**TASK DIRECTIONS:** Turn the lines below into a JSON list of strings, one string per line, skipping any blank lines and leaving out the pictures.

**DATA FOR PROCESSING:**
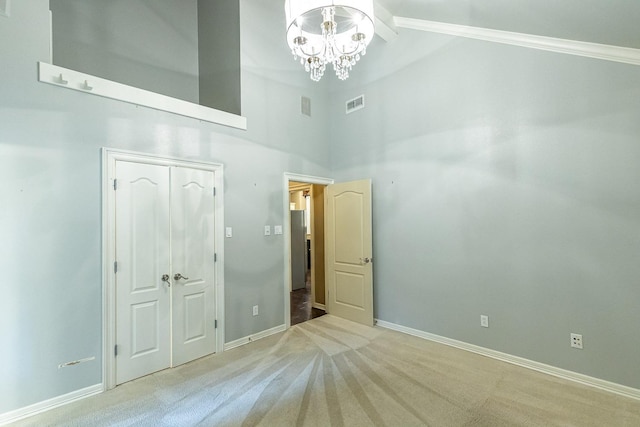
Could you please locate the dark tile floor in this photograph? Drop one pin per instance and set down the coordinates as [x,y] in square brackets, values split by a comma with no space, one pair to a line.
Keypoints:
[301,309]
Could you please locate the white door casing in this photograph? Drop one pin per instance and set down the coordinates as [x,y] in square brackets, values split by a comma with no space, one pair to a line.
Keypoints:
[192,272]
[349,251]
[208,339]
[142,252]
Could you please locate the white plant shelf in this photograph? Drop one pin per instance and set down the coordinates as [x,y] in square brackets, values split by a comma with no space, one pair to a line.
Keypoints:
[75,80]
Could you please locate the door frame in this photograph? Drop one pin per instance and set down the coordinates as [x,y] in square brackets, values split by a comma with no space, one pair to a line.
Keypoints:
[286,231]
[109,158]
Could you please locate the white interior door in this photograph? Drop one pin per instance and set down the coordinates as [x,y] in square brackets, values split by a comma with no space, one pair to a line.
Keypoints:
[142,253]
[193,273]
[349,250]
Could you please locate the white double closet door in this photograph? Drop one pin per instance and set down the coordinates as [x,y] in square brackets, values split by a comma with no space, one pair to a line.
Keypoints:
[164,247]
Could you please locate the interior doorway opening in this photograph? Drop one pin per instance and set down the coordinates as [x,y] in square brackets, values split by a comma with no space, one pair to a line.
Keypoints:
[305,291]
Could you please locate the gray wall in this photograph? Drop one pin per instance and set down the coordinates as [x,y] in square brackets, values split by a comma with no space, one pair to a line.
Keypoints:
[50,221]
[149,44]
[504,183]
[219,54]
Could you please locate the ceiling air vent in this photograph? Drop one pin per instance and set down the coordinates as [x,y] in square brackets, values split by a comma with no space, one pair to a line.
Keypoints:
[305,106]
[4,7]
[355,104]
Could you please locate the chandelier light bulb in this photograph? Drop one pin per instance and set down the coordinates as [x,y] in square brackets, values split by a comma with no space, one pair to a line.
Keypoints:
[322,32]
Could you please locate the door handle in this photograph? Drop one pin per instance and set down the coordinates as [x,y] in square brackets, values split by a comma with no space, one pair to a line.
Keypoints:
[179,276]
[165,278]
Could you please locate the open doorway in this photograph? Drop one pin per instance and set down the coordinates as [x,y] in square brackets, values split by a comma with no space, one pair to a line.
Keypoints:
[304,247]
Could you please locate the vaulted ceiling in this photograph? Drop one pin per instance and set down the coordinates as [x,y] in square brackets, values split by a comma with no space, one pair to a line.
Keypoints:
[611,22]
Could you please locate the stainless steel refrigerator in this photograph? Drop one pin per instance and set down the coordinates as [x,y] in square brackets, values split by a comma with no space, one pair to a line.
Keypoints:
[298,250]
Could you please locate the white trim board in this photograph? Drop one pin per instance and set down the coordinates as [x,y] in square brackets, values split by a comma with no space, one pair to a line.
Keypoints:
[254,337]
[45,405]
[625,55]
[75,80]
[519,361]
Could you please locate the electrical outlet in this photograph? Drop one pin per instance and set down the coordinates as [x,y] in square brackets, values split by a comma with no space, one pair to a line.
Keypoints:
[576,341]
[484,321]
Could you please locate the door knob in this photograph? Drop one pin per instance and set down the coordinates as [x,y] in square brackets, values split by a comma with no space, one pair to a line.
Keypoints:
[179,276]
[165,278]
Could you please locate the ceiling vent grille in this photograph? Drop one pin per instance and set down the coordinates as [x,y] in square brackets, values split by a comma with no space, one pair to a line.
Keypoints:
[4,7]
[305,106]
[355,104]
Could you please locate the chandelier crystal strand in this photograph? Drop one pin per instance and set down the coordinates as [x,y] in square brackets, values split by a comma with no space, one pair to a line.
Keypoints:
[322,32]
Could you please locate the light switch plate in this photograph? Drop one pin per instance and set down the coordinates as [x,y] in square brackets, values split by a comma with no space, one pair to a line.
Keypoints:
[5,7]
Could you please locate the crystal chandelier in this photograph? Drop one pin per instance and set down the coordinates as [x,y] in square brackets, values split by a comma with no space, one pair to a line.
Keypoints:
[322,32]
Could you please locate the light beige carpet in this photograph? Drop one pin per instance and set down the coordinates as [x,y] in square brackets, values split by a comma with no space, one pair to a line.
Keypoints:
[329,371]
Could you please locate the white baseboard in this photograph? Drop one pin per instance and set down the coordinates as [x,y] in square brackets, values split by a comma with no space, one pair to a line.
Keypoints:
[520,361]
[250,338]
[36,408]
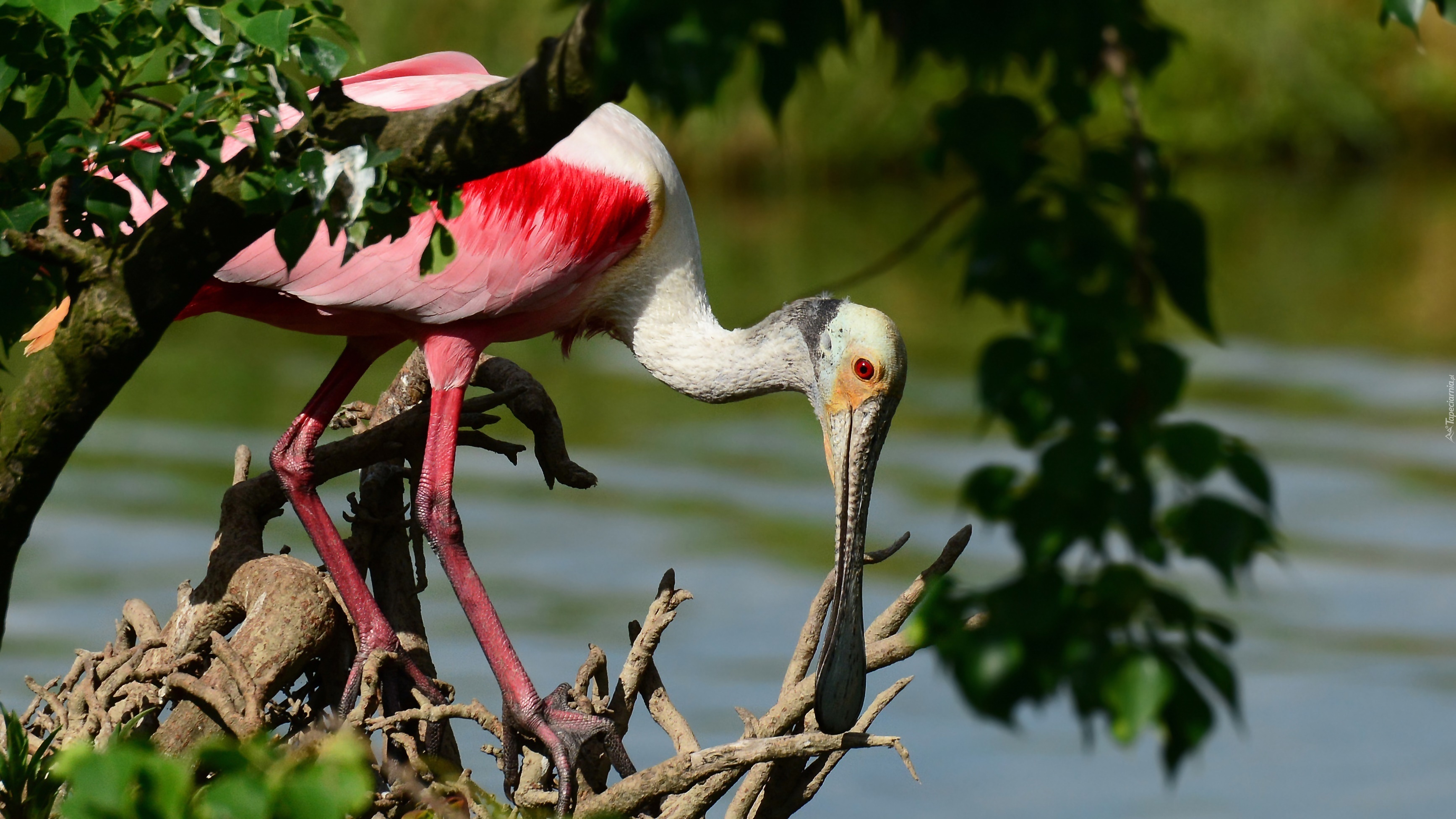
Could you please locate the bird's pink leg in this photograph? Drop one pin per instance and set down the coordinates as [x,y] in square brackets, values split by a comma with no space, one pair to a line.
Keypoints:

**EXERCISE SOLUTION:**
[
  "Could you please locate the dark tile floor in this photograph? Drop one pin per instance and set down the coordinates as [x,y] in square brackets, values split by a comma with no space, one pair to a line.",
  "Keypoints:",
  "[301,309]",
  "Could you please locate the white door casing in this photograph? Drop one pin per instance and set down the coordinates as [x,y] in square brackets, values split by a comma with no space, one pair to a line.",
  "Keypoints:",
  "[192,272]",
  "[349,251]",
  "[208,339]",
  "[142,252]",
  "Could you please locate the white plant shelf in this photograph? Drop one pin per instance and set down the coordinates as [x,y] in square brackets, values split by a comma with no space, one pair to a line.",
  "Keypoints:",
  "[75,80]",
  "Could you please locate the door frame in this photograph? Drop one pin per instance and set down the coordinates as [x,y] in square brackets, values split by a comma with no space, one pair to a line.",
  "Keypoints:",
  "[286,231]",
  "[109,158]",
  "Could you please locate the white interior door in this photograph? Drop one pin per instance and set down the coordinates as [x,y] in square brackets, values split by a comma with no space, one pair to a line.",
  "Keypoints:",
  "[142,253]",
  "[193,273]",
  "[349,250]",
  "Could you please locate the white double closet door in this photograph? Drop one pin per instance and set down the coordinates as [x,y] in square brackets, values split by a comma with no space, one pair to a line.",
  "Keypoints:",
  "[164,247]",
  "Could you please locate the interior doorway opening in this photograph? Drop one pin per instance and set down the coordinates as [x,y] in square brackets, values split by a comma with no space, one pair to a line.",
  "Keypoints:",
  "[305,291]",
  "Could you please locate the gray wall in this photograph? Drop one pin per instance and set down the coordinates as [x,y] in square brackets, values split by a comma with no space, one pair to a line.",
  "Keypoints:",
  "[50,221]",
  "[149,44]",
  "[504,183]",
  "[219,54]",
  "Could you please locate the ceiling air vent in this photograph? Drop one pin per instance and set down the coordinates as [x,y] in square brackets, values split by a comma with no space, one pair to a line.",
  "Keypoints:",
  "[305,106]",
  "[4,7]",
  "[355,104]",
  "Could you please locate the chandelier light bulb in this photograph? Drop one pin per instance and set down the coordinates as [x,y] in square brackets, values split by a comma with no space, one pair to a line.",
  "Keypoints:",
  "[322,32]",
  "Could you please locate the door handle in this photograph? Drop one pin per instance and set down the coordinates as [x,y] in square brackets, values split by a comma with no space, one pair to a line.",
  "Keypoints:",
  "[179,276]",
  "[165,278]",
  "Could you please locate the open doorway in this photograph? Drop one pin per instance and set down the coordinates as [x,y] in square brackets, values split by a comma with no space, one pair to a line.",
  "Keypoints:",
  "[304,247]",
  "Could you please locate the vaulted ceiling in this photograph? Drop one pin per instance and set down the coordinates as [x,y] in square brackets, values split by a comma with no space, one pair to a line.",
  "Keypoints:",
  "[611,22]",
  "Could you please locate the stainless steel refrigerator in this photograph? Drop one pin per instance and set down the coordinates as [x,y] in square brackets, values split by a comma with no space, one pair to a line.",
  "Keypoints:",
  "[298,250]",
  "Could you please locate the white trim board in this photograph? Drop one pin per instance and set down the coordinates as [x,y] in square brackets, values split by a comma with no space, one pair to a line.",
  "Keypoints:",
  "[254,337]",
  "[45,405]",
  "[625,55]",
  "[75,80]",
  "[519,361]",
  "Could you please locate the electrical outlet in this photograph? Drop one pin per instance and set down the coordinates as [x,y] in square brackets, values split by a comma with no space, one pair to a line.",
  "Keypoints:",
  "[576,341]",
  "[484,321]",
  "Could you please locate the door knob in this photograph? Drop one pin per instance and set down the coordinates as [x,y] in square brackets, values split by a comma with no space, one pair to a line.",
  "Keypoints:",
  "[179,276]",
  "[165,278]",
  "Could you please locate the ceiling vent grille in this photograph? Drop one pin per instance and set down the coordinates as [x,y] in square brackets, values split by a comma with no space, one pair to a line.",
  "Keypoints:",
  "[4,7]",
  "[305,106]",
  "[355,104]",
  "Could you please locate the chandelier crystal strand in this photograph? Drop one pin per instance and set down the coordinates as [x,y] in square brackets, values split by a comma with no space, one pair to a line.",
  "Keypoints:",
  "[322,32]",
  "Could you please locate the light switch plate in this photograph? Drop one pin per instance and set down the coordinates as [x,y] in square brackets, values split by a comma with no space, one pair to a line.",
  "Keypoints:",
  "[5,7]",
  "Could you please locate the crystal chandelier in this photograph? Drop one pin per instance and set down the coordinates as [x,y] in square brackets, values split by a comma with no space, one pair to a line.",
  "Keypoints:",
  "[322,32]",
  "Could you please locate the light beige carpet in this photograph? Drop one pin per instance and set down the coordinates as [x,y] in square brackets, values split by a comma with no space, one pair to a line.",
  "Keypoints:",
  "[329,371]",
  "Could you please locate the white baseboard in this photograph? Drop one pin per instance and set down the coordinates as [x,y] in square brackets, values split by a comma with no space, one pair to a line.",
  "Keypoints:",
  "[520,361]",
  "[250,338]",
  "[36,408]",
  "Could you please locate the bird's pink leg in this photograph? Drop one pin per instance and set down the coordinates as [x,y] in square brackets, values split by a comma with no space, one pair to a line.",
  "Keypoints:"
]